- **Stated goal 1**:
In the speedskating report, retype the passage starting with "VANCOUVER, BRITISH COLUMBIA" and going on through "field of skaters.".
- **Stated goal 2**:
According to the speedskating report, who holds the 5000-meter world record?

- **Excerpted text**:
VANCOUVER, BRITISH COLUMBIA — This is what the Colbert Nation has been waiting for at the Winter Olympics: The U.S. Olympic Speedskating team.

First up on the track is the men’s 5000 meters.

“It’s going to be intense,” said Ryan Bedford of Team USA.

Competing for the U.S. is two-time Olympic medalist Shani Davis (gold and silver in 2006), newcomer Trevor Marsicano, and three-time Olympic medalist Chad Hedrick, who won gold in this event in Torino. Today, at the newly built Richmond Olympic Oval, the U.S. has its first shot at gold with a deep field of skaters.

“We have a lot of veterans so we have the experience part covered,” Davis said. “We also have lots of young athletes itching to be here so it’s a nice combination.”

Davis’ career has exploded since the last Olympics, and with two world records under his belt—in the 1000 and 1500 meters—he’s poised to rack up some serious metal; he’s entered in all five individual events. But Davis is playing it cool.

“I don’t want to think about what I did before,” he said. “That was then; this is now. I’m going to try my best, have fun and enjoy myself.”

As will I, bringing the action to you live.I’m sitting in the Richmond Olympic Oval at my press table enjoying a Dutch marching band play “Happy Together” by The Turtles. The band calls themselves “Kleintje Pils,” which the Dutch reporter sitting next to me tells me means “a little beer.”

Naturally, the crowd—which is filled with Dutch fans decked out from head to toe in their national color of orange—goes wild. They’re here for Sven Kramer, the 5000-meter world record holder from the Netherlands. The Dutch have redubbed Vancouver “Svencouver” in his honor. He’s the man to beat at this distance, and has won every major race in recent memory—except for the last Olympics, thanks to America’s Chad Hedrick.

This is going to be a good one folks.

First up are skaters from Germany and Switzerland. They’ll set the times to beat for the rest of the race.

Up now is Trevor Marsicano of the U.S. versus Denny Morrison of Canada. A woman in the stands behind me keeps shouting, “Let’s go Trevor!”

Photo box annotations:
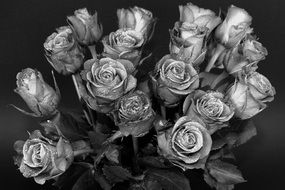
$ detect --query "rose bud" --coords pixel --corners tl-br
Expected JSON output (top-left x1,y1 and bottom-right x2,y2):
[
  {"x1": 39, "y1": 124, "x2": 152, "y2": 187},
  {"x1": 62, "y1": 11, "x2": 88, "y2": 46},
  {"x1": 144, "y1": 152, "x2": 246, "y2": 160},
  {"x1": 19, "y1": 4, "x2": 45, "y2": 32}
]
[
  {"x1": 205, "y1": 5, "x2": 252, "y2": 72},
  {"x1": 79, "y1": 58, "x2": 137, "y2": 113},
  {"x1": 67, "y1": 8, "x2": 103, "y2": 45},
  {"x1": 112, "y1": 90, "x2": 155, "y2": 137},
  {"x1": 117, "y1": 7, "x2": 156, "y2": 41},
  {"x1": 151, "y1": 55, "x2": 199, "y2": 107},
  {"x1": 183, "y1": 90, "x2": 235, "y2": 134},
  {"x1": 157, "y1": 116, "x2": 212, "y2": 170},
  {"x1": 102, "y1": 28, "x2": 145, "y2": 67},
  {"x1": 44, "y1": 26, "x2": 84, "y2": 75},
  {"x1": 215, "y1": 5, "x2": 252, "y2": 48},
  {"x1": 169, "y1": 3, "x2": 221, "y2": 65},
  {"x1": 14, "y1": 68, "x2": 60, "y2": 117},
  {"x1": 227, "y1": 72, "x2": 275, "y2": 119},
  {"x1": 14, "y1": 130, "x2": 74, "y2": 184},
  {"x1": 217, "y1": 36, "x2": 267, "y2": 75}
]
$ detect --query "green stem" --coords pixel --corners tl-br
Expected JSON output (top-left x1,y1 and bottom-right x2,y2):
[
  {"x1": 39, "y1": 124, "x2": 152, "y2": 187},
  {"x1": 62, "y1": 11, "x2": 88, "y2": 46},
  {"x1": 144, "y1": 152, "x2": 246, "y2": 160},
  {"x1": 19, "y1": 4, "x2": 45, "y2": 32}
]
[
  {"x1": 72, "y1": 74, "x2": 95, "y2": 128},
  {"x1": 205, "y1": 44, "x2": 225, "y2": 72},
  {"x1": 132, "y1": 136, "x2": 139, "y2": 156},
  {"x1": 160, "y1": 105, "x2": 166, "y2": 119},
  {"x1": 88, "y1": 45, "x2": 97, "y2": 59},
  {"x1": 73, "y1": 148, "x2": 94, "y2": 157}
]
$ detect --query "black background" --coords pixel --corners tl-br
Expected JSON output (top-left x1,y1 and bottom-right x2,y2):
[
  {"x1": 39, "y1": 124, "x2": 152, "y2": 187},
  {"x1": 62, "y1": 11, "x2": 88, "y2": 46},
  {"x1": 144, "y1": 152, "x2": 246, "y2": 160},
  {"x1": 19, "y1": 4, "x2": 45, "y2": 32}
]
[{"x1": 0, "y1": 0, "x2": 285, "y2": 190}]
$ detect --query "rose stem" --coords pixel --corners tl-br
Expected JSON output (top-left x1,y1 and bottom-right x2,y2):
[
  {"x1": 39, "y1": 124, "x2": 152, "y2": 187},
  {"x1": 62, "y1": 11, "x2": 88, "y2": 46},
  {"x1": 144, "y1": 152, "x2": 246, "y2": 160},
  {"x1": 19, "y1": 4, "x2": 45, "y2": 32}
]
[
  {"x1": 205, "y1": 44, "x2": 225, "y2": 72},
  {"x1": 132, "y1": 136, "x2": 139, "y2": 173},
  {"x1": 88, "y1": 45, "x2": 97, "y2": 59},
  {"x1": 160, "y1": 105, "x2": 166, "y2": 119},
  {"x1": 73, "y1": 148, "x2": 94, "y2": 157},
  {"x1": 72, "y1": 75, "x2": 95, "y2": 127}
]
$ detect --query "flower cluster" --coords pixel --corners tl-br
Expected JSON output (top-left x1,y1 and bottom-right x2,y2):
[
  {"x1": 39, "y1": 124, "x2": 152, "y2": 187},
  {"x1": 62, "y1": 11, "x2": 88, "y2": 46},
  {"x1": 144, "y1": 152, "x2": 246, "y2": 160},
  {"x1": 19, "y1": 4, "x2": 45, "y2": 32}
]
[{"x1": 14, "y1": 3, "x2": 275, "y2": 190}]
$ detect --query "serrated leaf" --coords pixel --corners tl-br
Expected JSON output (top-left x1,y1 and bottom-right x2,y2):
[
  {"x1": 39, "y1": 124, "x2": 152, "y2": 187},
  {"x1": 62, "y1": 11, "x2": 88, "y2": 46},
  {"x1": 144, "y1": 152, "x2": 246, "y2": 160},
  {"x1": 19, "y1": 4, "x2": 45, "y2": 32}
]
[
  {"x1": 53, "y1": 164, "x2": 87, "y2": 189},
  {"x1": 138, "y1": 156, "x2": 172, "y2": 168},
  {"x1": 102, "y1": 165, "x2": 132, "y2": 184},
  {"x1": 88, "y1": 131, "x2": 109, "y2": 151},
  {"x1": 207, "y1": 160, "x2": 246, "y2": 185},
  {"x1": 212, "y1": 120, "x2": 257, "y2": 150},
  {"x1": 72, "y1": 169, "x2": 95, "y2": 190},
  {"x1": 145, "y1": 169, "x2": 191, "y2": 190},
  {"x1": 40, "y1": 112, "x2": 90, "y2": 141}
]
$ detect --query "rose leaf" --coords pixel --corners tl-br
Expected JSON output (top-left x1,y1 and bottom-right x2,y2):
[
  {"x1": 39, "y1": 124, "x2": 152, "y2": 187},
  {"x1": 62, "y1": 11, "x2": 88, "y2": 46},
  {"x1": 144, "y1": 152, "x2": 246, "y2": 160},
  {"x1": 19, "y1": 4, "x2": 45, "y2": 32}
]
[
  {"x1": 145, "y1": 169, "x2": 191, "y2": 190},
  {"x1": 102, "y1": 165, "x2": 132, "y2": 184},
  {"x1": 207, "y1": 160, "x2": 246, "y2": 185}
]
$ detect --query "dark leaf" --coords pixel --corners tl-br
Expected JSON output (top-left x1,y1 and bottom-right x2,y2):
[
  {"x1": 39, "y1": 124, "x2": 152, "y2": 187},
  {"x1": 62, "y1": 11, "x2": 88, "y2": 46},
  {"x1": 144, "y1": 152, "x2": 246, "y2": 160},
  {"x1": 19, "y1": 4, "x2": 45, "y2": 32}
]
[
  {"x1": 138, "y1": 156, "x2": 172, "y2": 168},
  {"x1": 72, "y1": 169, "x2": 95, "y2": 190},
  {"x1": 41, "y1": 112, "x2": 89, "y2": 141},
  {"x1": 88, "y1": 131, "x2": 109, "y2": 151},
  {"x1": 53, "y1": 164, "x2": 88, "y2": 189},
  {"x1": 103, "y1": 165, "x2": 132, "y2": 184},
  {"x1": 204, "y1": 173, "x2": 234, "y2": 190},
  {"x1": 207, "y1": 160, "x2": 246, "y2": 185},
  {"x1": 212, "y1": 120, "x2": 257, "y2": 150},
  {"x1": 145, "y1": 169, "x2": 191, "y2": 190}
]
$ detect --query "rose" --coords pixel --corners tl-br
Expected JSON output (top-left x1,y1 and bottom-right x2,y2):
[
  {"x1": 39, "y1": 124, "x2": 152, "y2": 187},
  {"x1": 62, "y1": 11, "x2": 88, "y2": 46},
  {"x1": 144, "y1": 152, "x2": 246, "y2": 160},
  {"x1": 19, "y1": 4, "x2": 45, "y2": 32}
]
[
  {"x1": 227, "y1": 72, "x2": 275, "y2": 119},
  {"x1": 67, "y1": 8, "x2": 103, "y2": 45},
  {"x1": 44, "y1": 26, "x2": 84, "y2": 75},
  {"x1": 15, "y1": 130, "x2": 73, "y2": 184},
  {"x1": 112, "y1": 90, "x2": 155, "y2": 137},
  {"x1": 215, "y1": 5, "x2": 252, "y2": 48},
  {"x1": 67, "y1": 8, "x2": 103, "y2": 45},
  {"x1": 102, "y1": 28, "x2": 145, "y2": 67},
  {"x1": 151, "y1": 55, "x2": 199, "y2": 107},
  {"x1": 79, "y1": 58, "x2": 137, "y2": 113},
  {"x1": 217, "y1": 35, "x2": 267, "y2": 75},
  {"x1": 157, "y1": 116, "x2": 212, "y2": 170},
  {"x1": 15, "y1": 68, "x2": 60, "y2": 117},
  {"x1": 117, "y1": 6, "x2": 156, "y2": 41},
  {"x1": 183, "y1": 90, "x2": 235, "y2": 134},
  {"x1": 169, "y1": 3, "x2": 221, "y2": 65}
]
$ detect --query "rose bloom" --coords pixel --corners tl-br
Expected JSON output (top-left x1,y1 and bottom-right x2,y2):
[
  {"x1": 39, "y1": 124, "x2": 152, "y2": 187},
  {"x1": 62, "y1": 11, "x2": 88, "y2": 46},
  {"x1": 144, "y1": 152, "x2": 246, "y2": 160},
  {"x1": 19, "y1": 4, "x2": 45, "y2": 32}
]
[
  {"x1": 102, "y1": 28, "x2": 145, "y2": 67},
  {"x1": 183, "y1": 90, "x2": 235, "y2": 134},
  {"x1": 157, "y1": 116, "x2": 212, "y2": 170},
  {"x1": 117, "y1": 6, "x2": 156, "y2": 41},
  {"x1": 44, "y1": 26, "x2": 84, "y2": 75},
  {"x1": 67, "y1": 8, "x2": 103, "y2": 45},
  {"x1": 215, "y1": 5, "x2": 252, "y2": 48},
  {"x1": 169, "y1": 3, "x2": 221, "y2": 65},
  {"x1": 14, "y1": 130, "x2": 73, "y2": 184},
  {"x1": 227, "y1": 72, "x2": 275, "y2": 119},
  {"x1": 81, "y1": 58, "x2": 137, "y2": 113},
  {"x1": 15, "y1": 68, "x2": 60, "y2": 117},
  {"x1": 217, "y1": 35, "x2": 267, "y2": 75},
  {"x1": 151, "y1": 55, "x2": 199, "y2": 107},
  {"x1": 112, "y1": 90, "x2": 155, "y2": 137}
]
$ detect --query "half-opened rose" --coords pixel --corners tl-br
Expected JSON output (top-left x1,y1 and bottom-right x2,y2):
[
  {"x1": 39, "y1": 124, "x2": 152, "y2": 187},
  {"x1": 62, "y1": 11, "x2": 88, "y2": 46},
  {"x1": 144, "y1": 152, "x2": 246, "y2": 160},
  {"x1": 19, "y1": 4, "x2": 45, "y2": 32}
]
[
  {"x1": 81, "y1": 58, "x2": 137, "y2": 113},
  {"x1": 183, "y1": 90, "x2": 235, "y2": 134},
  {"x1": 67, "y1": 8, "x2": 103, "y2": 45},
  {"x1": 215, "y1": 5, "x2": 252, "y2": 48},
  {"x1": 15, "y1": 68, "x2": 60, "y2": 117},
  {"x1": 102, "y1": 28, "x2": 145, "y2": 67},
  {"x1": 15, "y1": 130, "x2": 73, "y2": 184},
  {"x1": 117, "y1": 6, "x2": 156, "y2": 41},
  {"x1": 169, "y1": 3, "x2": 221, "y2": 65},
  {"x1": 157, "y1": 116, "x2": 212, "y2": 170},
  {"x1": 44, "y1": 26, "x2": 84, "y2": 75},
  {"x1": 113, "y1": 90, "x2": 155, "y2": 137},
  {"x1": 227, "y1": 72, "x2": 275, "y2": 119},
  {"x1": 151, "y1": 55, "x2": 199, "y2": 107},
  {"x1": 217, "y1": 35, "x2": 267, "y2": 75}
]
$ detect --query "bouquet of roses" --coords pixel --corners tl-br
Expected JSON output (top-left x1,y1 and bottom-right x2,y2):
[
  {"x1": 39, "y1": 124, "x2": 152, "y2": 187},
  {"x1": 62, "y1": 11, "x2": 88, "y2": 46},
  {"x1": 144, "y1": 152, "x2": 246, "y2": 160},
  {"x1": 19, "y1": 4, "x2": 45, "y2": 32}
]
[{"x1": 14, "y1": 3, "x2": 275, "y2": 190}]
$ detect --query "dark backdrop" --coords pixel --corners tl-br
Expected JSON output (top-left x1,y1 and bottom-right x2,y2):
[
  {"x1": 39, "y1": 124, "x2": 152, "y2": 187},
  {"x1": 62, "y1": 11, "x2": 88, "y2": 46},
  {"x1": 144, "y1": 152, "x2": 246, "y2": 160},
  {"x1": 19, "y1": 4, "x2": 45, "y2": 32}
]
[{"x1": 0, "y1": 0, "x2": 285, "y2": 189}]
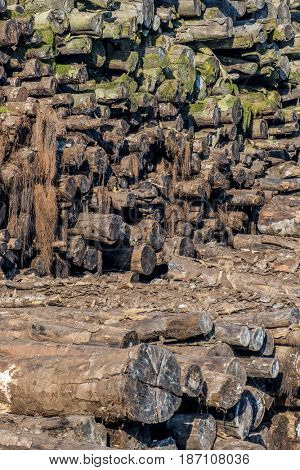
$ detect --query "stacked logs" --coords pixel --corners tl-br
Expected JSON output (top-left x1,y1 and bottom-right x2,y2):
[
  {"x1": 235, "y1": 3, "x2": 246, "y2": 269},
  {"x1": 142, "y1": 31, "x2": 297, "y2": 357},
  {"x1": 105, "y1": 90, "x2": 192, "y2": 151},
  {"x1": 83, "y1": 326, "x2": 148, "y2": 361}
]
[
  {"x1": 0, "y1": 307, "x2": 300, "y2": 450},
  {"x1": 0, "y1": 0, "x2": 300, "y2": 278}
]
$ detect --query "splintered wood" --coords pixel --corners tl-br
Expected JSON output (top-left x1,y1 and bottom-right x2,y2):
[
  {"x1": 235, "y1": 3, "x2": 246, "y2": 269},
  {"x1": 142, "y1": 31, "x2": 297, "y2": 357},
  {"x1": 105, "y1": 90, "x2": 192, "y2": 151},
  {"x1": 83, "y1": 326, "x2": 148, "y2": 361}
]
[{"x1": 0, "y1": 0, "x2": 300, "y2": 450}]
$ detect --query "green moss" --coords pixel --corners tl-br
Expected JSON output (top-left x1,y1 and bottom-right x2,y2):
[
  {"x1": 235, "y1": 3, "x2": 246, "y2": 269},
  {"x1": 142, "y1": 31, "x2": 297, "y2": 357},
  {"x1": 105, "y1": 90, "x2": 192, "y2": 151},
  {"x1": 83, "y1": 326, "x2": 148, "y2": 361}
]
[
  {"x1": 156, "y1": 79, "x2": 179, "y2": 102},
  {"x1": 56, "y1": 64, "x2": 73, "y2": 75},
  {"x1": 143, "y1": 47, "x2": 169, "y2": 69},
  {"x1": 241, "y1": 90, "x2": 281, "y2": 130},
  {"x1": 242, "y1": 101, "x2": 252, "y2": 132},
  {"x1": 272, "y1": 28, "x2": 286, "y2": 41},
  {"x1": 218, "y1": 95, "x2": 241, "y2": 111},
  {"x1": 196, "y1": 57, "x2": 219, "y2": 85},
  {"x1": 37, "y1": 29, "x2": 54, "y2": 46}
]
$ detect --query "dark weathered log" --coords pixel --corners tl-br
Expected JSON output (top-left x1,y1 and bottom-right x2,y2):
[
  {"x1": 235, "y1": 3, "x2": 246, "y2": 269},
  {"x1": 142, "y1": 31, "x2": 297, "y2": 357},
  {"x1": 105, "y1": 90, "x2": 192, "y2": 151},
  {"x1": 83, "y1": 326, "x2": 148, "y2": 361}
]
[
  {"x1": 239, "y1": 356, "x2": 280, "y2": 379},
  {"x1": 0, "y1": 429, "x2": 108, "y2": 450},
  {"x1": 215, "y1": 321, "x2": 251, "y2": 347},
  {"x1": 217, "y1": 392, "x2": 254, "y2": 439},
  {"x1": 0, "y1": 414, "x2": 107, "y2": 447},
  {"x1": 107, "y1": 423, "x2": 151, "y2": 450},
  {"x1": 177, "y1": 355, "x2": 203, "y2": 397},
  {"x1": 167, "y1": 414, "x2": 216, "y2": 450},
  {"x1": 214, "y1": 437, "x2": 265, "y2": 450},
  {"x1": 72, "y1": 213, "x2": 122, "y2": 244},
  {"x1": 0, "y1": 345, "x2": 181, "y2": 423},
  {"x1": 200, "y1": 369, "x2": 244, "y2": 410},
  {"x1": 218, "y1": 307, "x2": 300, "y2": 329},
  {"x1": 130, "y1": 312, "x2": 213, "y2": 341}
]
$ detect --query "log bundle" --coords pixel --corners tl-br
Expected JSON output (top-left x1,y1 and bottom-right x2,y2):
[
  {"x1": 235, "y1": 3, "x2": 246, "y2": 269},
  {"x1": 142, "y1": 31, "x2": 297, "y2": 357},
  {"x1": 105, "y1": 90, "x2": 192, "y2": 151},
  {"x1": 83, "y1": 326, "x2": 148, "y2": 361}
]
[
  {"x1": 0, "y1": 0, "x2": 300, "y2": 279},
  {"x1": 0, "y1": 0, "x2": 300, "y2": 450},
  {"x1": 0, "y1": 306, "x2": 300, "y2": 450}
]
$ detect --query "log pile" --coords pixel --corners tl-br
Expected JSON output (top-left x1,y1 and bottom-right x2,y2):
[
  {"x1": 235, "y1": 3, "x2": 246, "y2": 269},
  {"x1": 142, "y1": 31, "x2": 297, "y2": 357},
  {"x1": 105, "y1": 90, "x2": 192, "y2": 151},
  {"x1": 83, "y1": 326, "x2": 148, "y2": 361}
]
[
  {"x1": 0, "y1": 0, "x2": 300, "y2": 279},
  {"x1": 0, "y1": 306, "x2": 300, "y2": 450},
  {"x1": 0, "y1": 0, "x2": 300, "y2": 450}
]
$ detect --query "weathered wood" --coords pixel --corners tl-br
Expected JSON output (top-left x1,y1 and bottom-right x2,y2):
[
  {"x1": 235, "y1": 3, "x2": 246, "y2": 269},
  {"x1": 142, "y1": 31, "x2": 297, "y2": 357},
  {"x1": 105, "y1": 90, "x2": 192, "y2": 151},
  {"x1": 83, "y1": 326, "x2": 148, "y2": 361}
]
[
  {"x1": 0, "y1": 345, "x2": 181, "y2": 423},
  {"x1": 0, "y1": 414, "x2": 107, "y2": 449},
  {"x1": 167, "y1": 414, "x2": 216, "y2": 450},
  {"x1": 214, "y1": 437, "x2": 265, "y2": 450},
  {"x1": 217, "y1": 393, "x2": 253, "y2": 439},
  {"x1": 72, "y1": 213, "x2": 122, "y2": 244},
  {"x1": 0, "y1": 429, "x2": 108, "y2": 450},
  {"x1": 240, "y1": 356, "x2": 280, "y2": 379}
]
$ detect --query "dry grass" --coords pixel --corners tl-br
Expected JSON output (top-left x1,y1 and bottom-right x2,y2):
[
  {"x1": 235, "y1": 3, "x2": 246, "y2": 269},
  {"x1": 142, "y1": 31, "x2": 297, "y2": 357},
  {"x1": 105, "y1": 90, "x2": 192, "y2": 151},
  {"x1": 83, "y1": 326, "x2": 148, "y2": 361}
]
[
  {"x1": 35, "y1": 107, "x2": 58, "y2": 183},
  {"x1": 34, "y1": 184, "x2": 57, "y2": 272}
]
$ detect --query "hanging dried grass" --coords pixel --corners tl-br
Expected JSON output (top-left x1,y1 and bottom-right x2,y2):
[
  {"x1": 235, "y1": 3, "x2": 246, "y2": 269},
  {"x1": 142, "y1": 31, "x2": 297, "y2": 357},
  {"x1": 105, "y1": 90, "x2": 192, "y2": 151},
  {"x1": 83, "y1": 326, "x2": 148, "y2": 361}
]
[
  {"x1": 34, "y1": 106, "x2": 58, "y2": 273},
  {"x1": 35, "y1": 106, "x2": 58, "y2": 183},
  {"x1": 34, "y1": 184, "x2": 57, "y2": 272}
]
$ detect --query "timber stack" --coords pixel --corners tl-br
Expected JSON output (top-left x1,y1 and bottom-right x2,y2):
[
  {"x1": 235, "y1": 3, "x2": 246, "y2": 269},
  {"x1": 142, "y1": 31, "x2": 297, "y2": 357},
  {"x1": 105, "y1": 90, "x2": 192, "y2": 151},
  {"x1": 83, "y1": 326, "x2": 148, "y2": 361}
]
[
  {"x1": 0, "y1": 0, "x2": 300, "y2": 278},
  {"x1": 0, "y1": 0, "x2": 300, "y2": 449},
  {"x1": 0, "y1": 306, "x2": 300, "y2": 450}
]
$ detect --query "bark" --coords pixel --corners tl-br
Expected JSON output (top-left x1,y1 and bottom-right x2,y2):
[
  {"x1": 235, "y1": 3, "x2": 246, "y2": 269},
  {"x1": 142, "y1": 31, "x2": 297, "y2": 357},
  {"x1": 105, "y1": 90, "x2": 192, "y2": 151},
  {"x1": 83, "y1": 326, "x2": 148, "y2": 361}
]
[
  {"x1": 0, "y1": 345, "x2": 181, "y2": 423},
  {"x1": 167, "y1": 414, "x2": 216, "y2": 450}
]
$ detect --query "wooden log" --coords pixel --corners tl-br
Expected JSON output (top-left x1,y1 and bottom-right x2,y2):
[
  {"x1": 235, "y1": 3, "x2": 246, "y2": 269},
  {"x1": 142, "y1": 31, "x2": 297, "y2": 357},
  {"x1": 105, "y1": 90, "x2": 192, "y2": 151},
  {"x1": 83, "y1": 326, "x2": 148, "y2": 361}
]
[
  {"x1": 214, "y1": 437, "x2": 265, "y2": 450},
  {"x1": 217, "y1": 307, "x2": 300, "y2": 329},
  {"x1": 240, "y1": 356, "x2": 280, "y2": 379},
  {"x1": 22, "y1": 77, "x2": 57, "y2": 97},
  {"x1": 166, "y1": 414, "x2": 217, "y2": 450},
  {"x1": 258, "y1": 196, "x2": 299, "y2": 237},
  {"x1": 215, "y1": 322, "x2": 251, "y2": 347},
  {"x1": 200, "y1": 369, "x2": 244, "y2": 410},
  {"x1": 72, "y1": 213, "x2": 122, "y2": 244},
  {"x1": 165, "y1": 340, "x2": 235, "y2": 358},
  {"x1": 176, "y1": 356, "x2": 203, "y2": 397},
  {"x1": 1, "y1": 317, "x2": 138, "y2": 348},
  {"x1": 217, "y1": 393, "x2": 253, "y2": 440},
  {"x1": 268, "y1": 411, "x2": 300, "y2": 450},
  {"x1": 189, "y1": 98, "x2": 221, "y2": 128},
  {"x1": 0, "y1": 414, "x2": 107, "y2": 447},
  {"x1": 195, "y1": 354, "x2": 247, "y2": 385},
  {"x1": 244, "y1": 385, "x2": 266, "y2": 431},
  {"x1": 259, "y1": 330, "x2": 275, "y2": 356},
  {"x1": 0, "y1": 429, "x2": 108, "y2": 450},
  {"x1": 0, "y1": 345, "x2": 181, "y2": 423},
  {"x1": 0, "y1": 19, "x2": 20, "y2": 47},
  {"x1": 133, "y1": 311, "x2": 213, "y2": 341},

- **Task answer 1**:
VANCOUVER, BRITISH COLUMBIA — This is what the Colbert Nation has been waiting for at the Winter Olympics: The U.S. Olympic Speedskating team.

First up on the track is the men’s 5000 meters.

“It’s going to be intense,” said Ryan Bedford of Team USA.

Competing for the U.S. is two-time Olympic medalist Shani Davis (gold and silver in 2006), newcomer Trevor Marsicano, and three-time Olympic medalist Chad Hedrick, who won gold in this event in Torino. Today, at the newly built Richmond Olympic Oval, the U.S. has its first shot at gold with a deep field of skaters.

- **Task answer 2**:
Sven Kramer of the Netherlands.